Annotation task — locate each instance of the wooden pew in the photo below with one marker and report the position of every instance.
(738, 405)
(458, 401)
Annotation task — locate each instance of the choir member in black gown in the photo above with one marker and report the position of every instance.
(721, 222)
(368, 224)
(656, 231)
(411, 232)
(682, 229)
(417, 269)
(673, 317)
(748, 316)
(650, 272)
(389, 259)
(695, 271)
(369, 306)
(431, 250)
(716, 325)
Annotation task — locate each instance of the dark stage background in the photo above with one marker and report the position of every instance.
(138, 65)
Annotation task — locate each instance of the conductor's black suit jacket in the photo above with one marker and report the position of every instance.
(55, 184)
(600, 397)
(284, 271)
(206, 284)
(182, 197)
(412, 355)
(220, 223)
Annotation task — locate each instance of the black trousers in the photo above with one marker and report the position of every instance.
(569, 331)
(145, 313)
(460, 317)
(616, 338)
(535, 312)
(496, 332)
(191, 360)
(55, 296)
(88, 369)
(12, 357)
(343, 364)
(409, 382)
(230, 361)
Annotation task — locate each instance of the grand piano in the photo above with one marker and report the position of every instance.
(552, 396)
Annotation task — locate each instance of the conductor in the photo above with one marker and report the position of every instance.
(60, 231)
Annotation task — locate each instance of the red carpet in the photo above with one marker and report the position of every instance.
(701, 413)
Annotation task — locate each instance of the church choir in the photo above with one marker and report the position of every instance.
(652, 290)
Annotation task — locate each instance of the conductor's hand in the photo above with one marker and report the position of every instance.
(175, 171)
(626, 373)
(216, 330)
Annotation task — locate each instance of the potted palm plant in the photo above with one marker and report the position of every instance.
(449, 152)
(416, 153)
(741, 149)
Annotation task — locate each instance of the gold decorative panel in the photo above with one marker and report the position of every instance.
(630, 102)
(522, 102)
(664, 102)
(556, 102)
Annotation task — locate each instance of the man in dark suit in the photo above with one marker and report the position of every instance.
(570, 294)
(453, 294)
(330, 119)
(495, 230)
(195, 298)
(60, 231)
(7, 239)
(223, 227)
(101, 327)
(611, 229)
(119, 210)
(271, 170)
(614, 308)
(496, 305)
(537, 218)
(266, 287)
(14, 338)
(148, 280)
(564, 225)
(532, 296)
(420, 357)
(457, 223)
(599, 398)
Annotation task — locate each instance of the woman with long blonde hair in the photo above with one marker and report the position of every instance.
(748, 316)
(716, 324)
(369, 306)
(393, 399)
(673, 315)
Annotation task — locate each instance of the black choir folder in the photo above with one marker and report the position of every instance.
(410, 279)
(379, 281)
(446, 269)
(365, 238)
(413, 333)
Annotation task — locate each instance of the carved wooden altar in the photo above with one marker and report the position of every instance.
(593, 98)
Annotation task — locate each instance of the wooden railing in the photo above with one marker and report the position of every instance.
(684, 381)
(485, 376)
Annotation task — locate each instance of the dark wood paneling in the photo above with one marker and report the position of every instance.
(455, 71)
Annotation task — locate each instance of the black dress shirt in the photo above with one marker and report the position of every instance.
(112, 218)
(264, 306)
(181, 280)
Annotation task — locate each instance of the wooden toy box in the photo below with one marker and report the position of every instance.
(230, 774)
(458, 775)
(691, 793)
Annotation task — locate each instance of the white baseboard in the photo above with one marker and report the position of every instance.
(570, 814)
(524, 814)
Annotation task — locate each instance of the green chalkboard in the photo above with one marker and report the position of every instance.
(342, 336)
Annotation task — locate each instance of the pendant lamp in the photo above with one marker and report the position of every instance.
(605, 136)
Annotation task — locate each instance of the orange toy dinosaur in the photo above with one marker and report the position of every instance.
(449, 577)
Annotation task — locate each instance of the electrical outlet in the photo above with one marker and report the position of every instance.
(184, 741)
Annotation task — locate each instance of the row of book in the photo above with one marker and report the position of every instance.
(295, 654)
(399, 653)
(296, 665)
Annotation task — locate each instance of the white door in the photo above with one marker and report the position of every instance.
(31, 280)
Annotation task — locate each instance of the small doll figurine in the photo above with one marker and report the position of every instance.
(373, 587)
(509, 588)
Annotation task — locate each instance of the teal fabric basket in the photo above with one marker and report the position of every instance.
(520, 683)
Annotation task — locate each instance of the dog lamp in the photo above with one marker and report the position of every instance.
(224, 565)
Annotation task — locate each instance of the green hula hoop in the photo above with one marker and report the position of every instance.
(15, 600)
====================
- PROBLEM: Each line, starting with the one containing "Annotation task — locate each instance of the dog" and ending with the last line of the records above, should be reproduced exactly.

- SOLUTION:
Annotation task — locate each instance of the dog lamp in the photo above with one marker and report the position of every instance.
(224, 565)
Annotation task — locate each instance of the green hula hoop in the photo above with one marker and report the position of every instance.
(15, 600)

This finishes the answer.